[Point-annotation data]
☆ ☆ ☆ ☆ ☆ ☆ ☆
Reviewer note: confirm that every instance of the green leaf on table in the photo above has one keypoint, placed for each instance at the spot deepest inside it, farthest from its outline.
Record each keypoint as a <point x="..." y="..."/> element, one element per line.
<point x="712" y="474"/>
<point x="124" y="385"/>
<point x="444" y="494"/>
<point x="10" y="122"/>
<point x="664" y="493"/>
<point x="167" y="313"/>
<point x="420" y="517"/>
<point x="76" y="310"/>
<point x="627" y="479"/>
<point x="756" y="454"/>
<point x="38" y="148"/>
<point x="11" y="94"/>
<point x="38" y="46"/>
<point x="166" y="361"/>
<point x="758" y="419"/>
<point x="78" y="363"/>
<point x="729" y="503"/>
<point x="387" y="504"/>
☆ ☆ ☆ ☆ ☆ ☆ ☆
**Exercise aim:** Reproduce every line of the records above verbatim, with no changes.

**Reply:**
Reviewer note: confirm that every instance of the green leaf on table in the photo above has one keypoint, placed for each instance at the spot deepest inside it, farthest from its outline.
Record each keypoint as a <point x="..." y="..."/> element, one element per line.
<point x="712" y="474"/>
<point x="124" y="385"/>
<point x="444" y="494"/>
<point x="10" y="122"/>
<point x="664" y="493"/>
<point x="167" y="313"/>
<point x="420" y="517"/>
<point x="76" y="310"/>
<point x="627" y="479"/>
<point x="756" y="454"/>
<point x="38" y="148"/>
<point x="11" y="94"/>
<point x="38" y="46"/>
<point x="166" y="361"/>
<point x="758" y="419"/>
<point x="78" y="363"/>
<point x="729" y="503"/>
<point x="387" y="504"/>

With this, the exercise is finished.